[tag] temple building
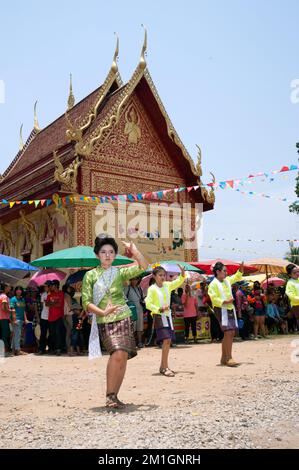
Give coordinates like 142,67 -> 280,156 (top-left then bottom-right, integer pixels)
0,31 -> 215,262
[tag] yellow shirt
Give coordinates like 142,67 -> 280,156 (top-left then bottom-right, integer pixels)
208,271 -> 242,310
286,279 -> 299,307
145,274 -> 186,317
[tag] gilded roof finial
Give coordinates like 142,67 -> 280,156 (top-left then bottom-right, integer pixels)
139,24 -> 147,70
20,124 -> 24,150
111,33 -> 119,73
195,144 -> 202,177
67,73 -> 75,111
34,101 -> 40,132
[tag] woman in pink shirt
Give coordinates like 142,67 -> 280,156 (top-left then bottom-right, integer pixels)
182,284 -> 198,343
0,283 -> 10,352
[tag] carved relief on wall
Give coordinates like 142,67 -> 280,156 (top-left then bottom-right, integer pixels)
39,209 -> 54,242
124,104 -> 141,144
19,209 -> 37,255
53,152 -> 82,193
74,205 -> 88,245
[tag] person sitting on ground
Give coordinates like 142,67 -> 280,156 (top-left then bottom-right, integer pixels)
69,304 -> 86,356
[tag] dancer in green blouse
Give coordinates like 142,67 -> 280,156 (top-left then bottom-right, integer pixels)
82,237 -> 148,408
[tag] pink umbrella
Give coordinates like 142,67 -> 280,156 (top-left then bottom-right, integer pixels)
28,269 -> 66,287
262,277 -> 286,289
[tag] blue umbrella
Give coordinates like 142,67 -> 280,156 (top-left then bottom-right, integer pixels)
66,269 -> 88,284
0,255 -> 38,272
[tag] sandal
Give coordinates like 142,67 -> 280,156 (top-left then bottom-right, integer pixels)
159,367 -> 175,377
116,395 -> 127,408
106,393 -> 120,409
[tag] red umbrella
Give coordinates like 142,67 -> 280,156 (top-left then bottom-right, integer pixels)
262,277 -> 286,289
28,268 -> 66,287
189,258 -> 256,276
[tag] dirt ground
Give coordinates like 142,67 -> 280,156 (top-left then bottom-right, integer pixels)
0,335 -> 299,449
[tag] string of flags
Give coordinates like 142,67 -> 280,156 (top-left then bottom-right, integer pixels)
0,165 -> 299,208
211,237 -> 299,243
199,245 -> 284,258
225,188 -> 299,204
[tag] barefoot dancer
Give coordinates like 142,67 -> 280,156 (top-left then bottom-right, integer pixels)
82,237 -> 148,408
208,262 -> 243,367
145,265 -> 185,377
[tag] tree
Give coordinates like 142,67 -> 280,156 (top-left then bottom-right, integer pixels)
289,142 -> 299,214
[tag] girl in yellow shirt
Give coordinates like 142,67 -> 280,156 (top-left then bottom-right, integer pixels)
286,264 -> 299,331
145,265 -> 185,377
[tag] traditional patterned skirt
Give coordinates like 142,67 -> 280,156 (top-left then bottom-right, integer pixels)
214,307 -> 238,331
290,305 -> 299,320
154,315 -> 175,345
98,317 -> 137,359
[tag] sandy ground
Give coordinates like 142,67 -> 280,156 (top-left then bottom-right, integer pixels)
0,335 -> 299,449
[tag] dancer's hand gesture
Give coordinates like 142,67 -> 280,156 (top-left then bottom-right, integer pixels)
178,264 -> 185,277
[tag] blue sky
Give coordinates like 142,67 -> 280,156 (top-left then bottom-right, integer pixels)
0,0 -> 299,259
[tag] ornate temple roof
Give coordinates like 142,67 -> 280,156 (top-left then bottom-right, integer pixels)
▬▬▬▬▬▬▬▬▬▬
* EXERCISE DETAILS *
Reproduce all of the data above line for line, without any changes, and omit the pictures from your answer.

* REPLY TO THE EXERCISE *
[tag] temple building
Give coordinates like 142,67 -> 280,156 (top-left then bottom-right, integer pixels)
0,31 -> 215,262
[tag] yellow shirt
Give coordinates like 142,67 -> 280,156 (top-left then bottom-right, integer pixels)
208,271 -> 242,310
286,279 -> 299,307
145,274 -> 186,317
[tag] gilded roof finial
Give coordinates like 142,67 -> 280,156 (top-left then bottom-right, integer pixels)
139,24 -> 147,70
20,124 -> 24,150
111,33 -> 119,73
195,144 -> 202,177
67,73 -> 75,111
34,101 -> 40,132
[tag] woman in pink shirt
Give coordinates like 142,67 -> 280,156 (top-left then bottom-right, integer pixels)
182,284 -> 198,343
0,283 -> 10,352
[tag] carved relief on wall
Give coordinates like 142,67 -> 280,156 (top-left then bottom-right, integer pixels)
39,209 -> 54,242
124,104 -> 141,144
19,209 -> 37,255
53,152 -> 82,193
74,205 -> 88,245
[tag] person sitting on ground
Give coordinates like 142,67 -> 280,156 (top-left then bottom-right, integer pixels)
69,304 -> 86,356
[tag] dancer in green blouse
Give coordinates like 142,67 -> 280,156 (top-left then bottom-right, integer pixels)
82,237 -> 148,408
[tag] pink umbrella
Give coordinates like 142,67 -> 280,156 (top-left then bottom-right, integer pixels)
28,269 -> 66,287
262,277 -> 286,289
[tag] blue umbrella
Give coordinates like 142,67 -> 280,156 (top-left then bottom-right, integer pixels)
66,269 -> 88,284
0,255 -> 38,272
[tag] sandal
Give coordinates like 142,67 -> 280,156 (top-left then bottom-right, integer pixels)
159,367 -> 175,377
116,395 -> 127,408
106,393 -> 120,409
[tag] red umbrella
Give coordinates like 142,67 -> 280,156 (top-left then bottom-right, integer pixels)
262,277 -> 286,289
28,268 -> 66,287
189,258 -> 256,276
[tag] dirt ground
Give coordinates like 142,67 -> 280,156 (top-left then bottom-right, integer pixels)
0,335 -> 299,449
[tag] string of flags
Give coordinates like 142,67 -> 280,156 (top-left then bottom-right, integer pixels)
0,165 -> 299,208
211,237 -> 299,243
199,245 -> 284,258
225,188 -> 299,204
[tag] barefoot dancer
Give coordinates like 142,67 -> 280,156 (top-left then bottom-right, integer pixels)
82,237 -> 148,408
208,262 -> 243,367
145,265 -> 185,377
[tag] tree
Give coordinates like 142,67 -> 280,156 (top-left then bottom-right, integer pixels)
289,142 -> 299,214
[tag] girl in yellow shirt
Give coordinates like 142,67 -> 280,156 (top-left then bottom-right, integer pixels)
286,264 -> 299,331
145,265 -> 185,377
[tag] traditional patterned skirt
Give coordinates like 142,67 -> 280,156 (top-left then bottom-right, integer pixels)
214,307 -> 238,331
290,305 -> 299,320
154,315 -> 175,345
98,317 -> 137,359
[tag] sandy ground
Give coordinates like 142,67 -> 280,156 (top-left then bottom-right, integer pixels)
0,335 -> 299,449
[tag] dancer's hand gesture
Give coordinates like 142,67 -> 280,156 (top-left then bottom-right, integer pixels)
178,264 -> 185,277
[tag] blue sky
Give coordinates like 142,67 -> 280,156 (top-left then bottom-right, integer pixels)
0,0 -> 299,259
[tag] ornate temple roof
Give coordinates like 142,67 -> 280,156 (top-left then bottom-right, integer pixels)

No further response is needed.